Given request: Copy the stretch of records from the line containing "Segment rear brake rotor visible above." through the line containing "[256,193,308,223]" word for word.

--- BEGIN Material provided ---

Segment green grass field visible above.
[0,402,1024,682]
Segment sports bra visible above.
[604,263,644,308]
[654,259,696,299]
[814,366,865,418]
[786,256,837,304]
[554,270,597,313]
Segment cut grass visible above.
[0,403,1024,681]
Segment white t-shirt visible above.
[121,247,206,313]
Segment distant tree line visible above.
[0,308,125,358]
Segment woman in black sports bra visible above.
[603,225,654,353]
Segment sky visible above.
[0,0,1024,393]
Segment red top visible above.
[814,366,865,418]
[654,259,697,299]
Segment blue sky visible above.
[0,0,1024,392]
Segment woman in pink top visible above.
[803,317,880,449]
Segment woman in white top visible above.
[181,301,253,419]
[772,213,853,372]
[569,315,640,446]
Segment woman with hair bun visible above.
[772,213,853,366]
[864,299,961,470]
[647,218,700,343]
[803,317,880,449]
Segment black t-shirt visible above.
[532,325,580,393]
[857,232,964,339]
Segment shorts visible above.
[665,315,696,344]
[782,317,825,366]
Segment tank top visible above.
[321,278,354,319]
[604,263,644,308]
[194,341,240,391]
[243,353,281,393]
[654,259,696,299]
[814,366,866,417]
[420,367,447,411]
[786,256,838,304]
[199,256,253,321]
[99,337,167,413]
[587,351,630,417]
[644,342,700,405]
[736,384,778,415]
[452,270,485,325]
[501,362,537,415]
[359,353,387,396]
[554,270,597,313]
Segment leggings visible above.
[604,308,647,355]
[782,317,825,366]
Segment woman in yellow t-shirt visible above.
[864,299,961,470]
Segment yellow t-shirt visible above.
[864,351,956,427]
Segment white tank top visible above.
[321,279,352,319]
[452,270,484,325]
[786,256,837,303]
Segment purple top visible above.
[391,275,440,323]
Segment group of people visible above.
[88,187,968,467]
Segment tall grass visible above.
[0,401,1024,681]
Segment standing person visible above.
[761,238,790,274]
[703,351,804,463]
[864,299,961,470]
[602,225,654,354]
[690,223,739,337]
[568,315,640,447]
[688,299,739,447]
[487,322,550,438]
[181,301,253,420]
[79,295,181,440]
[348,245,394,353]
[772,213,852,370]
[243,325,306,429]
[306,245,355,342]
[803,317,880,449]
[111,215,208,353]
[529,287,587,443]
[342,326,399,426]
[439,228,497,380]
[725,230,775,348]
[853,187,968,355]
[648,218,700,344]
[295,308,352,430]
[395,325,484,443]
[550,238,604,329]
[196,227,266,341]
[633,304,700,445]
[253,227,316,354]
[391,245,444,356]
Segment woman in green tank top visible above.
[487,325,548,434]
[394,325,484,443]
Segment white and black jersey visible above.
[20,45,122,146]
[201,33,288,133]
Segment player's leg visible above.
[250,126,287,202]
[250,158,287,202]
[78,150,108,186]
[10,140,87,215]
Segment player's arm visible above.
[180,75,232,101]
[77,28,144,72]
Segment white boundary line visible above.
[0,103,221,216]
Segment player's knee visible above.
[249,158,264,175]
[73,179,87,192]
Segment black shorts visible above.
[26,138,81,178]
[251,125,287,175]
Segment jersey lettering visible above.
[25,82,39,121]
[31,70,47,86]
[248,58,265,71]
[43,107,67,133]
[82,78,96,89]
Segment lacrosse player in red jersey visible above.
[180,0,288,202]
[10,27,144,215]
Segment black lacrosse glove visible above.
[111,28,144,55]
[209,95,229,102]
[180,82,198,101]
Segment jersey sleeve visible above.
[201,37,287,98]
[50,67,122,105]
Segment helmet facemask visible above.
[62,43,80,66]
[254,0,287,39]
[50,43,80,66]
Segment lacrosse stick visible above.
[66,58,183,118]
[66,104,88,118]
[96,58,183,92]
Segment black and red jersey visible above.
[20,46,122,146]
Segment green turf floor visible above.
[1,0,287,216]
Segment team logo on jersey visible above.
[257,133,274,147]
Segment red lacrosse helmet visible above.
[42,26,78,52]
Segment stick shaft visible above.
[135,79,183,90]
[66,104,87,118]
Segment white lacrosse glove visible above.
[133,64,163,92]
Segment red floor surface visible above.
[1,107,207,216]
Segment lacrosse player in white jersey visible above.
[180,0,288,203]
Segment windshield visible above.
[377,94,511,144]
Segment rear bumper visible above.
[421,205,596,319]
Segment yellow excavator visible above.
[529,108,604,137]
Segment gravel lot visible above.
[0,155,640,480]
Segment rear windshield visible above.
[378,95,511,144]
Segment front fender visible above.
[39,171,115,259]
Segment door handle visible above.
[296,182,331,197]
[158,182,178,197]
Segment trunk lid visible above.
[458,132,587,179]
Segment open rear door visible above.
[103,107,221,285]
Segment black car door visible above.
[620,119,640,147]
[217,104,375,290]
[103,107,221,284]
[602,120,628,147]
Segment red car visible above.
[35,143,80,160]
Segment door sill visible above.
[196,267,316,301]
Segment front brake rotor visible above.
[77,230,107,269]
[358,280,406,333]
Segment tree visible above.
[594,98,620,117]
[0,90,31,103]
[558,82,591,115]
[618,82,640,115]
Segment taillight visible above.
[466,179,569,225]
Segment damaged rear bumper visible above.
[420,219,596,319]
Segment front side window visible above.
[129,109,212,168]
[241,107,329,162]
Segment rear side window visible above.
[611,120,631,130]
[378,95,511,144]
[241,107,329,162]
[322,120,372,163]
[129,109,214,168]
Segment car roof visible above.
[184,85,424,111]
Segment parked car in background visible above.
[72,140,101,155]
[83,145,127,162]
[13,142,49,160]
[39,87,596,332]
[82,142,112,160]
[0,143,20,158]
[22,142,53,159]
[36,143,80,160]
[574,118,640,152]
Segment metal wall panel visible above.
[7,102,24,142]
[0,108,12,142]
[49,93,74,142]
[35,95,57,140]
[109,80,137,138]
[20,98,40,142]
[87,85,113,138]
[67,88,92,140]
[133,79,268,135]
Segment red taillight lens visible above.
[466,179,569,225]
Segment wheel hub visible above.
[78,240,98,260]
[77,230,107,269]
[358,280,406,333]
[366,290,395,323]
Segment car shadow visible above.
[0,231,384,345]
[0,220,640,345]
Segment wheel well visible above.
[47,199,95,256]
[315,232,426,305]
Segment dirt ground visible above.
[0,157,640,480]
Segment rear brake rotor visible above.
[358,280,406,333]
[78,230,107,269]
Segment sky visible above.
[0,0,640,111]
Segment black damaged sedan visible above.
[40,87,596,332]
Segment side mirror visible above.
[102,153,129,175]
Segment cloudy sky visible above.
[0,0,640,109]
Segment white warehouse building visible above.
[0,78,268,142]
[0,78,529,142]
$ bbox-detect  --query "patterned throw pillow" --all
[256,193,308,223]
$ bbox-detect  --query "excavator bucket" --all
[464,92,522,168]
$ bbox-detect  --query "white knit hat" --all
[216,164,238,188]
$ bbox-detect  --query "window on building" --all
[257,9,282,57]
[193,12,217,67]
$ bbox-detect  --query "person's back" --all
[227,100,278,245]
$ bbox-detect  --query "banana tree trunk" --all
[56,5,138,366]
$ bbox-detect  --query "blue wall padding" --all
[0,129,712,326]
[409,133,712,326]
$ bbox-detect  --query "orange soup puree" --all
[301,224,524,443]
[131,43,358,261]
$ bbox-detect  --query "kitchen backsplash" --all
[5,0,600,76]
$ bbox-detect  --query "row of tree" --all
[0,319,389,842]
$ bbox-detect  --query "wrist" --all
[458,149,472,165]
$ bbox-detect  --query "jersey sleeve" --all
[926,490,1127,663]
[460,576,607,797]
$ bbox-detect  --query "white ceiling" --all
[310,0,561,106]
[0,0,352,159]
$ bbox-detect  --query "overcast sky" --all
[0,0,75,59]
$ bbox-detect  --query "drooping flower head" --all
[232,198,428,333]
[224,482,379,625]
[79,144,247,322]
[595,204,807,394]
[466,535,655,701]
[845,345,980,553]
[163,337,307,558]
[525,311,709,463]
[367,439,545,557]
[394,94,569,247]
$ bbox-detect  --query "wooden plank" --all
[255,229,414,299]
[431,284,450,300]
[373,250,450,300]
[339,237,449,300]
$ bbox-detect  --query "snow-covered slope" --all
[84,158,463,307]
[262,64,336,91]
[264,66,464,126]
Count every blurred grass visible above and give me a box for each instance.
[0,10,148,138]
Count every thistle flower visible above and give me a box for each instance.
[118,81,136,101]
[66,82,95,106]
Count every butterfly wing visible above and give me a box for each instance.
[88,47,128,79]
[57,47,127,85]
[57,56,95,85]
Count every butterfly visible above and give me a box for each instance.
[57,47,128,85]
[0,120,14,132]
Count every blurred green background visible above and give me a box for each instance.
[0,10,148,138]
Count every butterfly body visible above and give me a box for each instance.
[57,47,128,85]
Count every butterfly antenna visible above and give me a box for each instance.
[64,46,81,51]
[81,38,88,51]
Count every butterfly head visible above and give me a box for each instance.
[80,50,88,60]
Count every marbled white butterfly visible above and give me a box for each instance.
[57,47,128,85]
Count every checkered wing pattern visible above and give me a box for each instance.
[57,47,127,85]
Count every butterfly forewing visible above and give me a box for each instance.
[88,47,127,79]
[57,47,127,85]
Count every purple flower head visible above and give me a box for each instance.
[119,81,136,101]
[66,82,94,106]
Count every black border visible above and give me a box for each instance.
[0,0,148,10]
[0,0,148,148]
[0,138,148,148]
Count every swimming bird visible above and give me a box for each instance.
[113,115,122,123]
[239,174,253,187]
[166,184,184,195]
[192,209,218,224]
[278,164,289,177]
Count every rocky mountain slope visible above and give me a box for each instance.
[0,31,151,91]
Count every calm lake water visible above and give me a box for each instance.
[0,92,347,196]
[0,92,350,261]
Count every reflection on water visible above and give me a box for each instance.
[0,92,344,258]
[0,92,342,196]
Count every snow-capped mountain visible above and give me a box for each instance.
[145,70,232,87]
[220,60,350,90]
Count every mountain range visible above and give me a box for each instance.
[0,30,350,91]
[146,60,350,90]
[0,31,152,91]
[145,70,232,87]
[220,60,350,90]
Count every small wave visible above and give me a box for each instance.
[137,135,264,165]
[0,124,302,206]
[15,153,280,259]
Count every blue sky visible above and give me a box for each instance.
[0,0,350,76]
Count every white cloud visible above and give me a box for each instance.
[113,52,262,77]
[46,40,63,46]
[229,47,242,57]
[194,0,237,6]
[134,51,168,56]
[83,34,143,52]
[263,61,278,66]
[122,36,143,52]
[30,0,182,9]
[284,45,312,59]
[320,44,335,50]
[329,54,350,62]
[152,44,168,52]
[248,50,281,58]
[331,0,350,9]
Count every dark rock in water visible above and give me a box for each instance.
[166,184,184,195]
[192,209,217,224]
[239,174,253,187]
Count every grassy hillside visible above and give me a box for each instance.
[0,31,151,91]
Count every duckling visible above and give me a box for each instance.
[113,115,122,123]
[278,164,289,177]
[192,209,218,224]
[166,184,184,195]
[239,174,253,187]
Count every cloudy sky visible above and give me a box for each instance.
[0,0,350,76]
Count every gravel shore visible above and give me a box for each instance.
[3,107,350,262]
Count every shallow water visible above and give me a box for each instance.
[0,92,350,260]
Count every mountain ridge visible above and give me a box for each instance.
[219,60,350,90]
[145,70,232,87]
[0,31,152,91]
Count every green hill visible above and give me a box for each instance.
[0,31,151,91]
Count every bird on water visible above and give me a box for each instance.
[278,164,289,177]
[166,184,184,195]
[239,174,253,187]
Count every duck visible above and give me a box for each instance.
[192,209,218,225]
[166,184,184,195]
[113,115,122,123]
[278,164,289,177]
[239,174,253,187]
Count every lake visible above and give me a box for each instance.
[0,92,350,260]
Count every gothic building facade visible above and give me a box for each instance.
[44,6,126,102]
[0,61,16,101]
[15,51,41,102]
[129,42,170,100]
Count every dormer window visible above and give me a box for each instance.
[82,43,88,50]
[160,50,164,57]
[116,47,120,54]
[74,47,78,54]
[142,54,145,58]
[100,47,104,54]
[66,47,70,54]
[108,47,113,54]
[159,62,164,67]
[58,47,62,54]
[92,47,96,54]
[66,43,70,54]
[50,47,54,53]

--- END Material provided ---

Finished task:
Segment rear brake rotor visible above.
[358,280,406,333]
[78,230,107,269]
Segment sky visible above.
[0,0,640,111]
Segment black damaged sedan visible above.
[40,87,596,332]
Segment side mirror visible above.
[102,153,129,175]
Segment cloudy sky visible above.
[0,0,640,109]
Segment white warehouse building visible above.
[0,78,268,142]
[0,78,529,142]
$ bbox-detect  --query "patterned throw pillow" --all
[256,193,308,223]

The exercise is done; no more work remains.